▸ Instrução escrita 1: Passe para o inglês esta frase do texto fornecido: "Estamos mais próximos das condições tão confiantemente antecipadas pelo autor de Essays in Persuasion?"
▸ Instrução escrita 2:
Com base no texto fornecido, responda:
(a) Em que mês e ano o livro O Poder da Ideologia foi completado?
(b) Em que ano foi apresentada a conferência "Serei eu um liberal?"?
(c) Segundo Keynes, em quantos anos o problema econômico da humanidade estaria resolvido?
▸ Instrução escrita 3: Transcreva do texto fornecido o trecho que começa em "Em outra conferência" e termina em "próprio Karl Marx.".

▸ Texto fornecido:
▼

Na primeira edição de O Poder da Ideologia - livro completado em agosto de 1988 - citei uma importante e reveladora conferência dada em 1930 por John Maynard Keynes. Naqueles dias, os principais ideólogos da ordem social vigente, altamente confiantes na segurança de sua posição de poder determinar, como se fosse um direito de nascença, o que era legítimo (ou condenável) nas discussões políticas e teóricas, não tinham vergonha de declarar abertamente seus interesses ideológicos, embora isso contrastasse nitidamente com o encobrimento destes sob as afirmações de uma presumida objetividade absoluta - que entrou em moda algum tempo depois - e pela classificação apenas de seus adversários como imperdoavelmente ideológicos. De fato, a referida conferência de Keynes em 1930 - "Possibilidade Econômicas de nossos Netos" - foi mais tarde incluída num volume descaradamente ideológico intitulado Essays in Persuasion.
Em outra conferência incluída no mesmo volume - escrita com a mesma confiança ilimitada presente em "Possibilidades Econômicas de nossos Netos" -, intitulada "Serei eu um liberal?" e apresentada em data anterior, em 1926, Keynes admitia abertamente que, "quanto à luta de classes como tal [...] a guerra de classes vai me encontrar do lado da burguesia educada", em vez de fingir, como é hoje comum em círculos intelectuais e políticos respeitáveis, que não existe essa coisa chamada luta de classes.
Acredita-se que ela seja uma invenção de um certo Karl Marx, embora o vigoroso diagnóstico do papel seminal desempenhado pela luta de classes no desenvolvimento histórico tenha sido primeiramente elaborado por alguns importantes historiadores franceses da "burguesia educada" e sua contribuição teórica altamente original tenha sido reconhecida pelo próprio Karl Marx.
Nas suas "Possibilidades Econômicas de nossos Netos", Keynes decretou com cândida confiança e otimismo que "o problema econômico da humanidade" (como ele o chamava) estará completamente resolvido dentro de cem anos. De acordo com essa projeção, o "problema econômico" - na teorização completamente divorciada de todas as nossas dimensões sociais fundamentais - estará solucionado de forma tão cabal que nosso dilema será o de como nos ocuparmos na total ausência das - em suas palavras: "más" - pressões econômicas que hoje nos motivam. Assim, no avanço irresistível daquele mundo de lazer ilimitado, "honraremos os que nos podem ensinar como colher virtuosamente e bem o dia e a hora, as pessoas maravilhosas capazes de ter prazer direto com as coisas, os lírios do campo que não trabalham nem tecem".
A questão a ser enfatizada aqui é que outros dezesseis anos se passaram desde que eu citei essas palavras, e estamos a apenas 26 anos do momento mágico de realização quase bíblica postulado por Keynes. Mas o que aconteceu durante esses 74 anos: perto de três quartos do caminho até a terra prometida? Estamos mais próximos das condições tão confiantemente antecipadas pelo autor de Essays in Persuasion?

▲

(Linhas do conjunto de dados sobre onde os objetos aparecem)
▼

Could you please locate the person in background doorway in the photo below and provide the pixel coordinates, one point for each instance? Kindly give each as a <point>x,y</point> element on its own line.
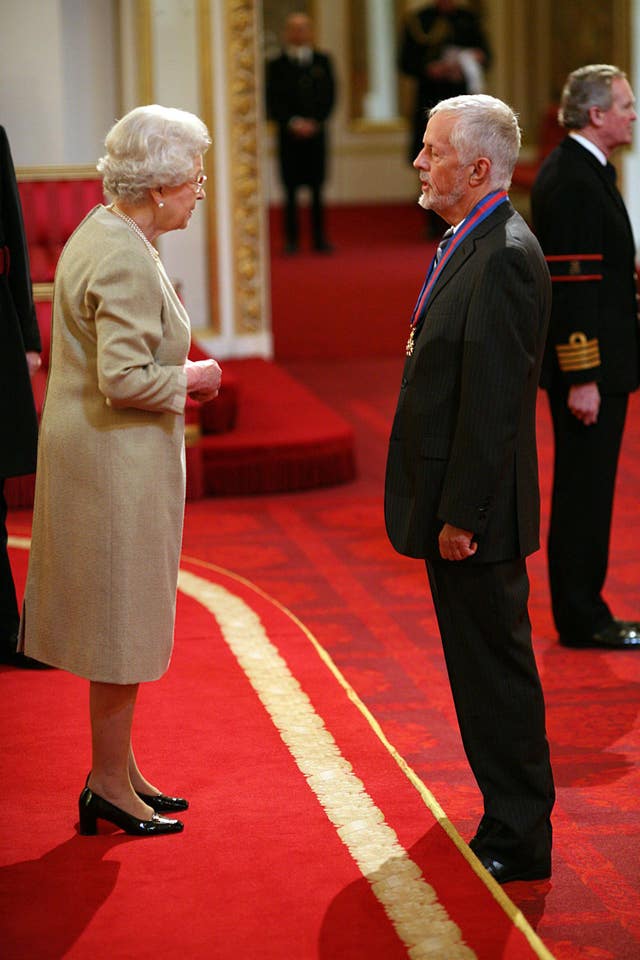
<point>19,359</point>
<point>110,486</point>
<point>592,361</point>
<point>301,90</point>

▲

▸ Resultado do exercício 1: Are we any closer to the conditions so confidently anticipated by the author of Essays in Persuasion?

▸ Resultado do exercício 2:
(a) Em agosto de 1988.
(b) Em 1926.
(c) Em cem anos.

▸ Resultado do exercício 3:
Em outra conferência incluída no mesmo volume - escrita com a mesma confiança ilimitada presente em "Possibilidades Econômicas de nossos Netos" -, intitulada "Serei eu um liberal?" e apresentada em data anterior, em 1926, Keynes admitia abertamente que, "quanto à luta de classes como tal [...] a guerra de classes vai me encontrar do lado da burguesia educada", em vez de fingir, como é hoje comum em círculos intelectuais e políticos respeitáveis, que não existe essa coisa chamada luta de classes.
Acredita-se que ela seja uma invenção de um certo Karl Marx, embora o vigoroso diagnóstico do papel seminal desempenhado pela luta de classes no desenvolvimento histórico tenha sido primeiramente elaborado por alguns importantes historiadores franceses da "burguesia educada" e sua contribuição teórica altamente original tenha sido reconhecida pelo próprio Karl Marx.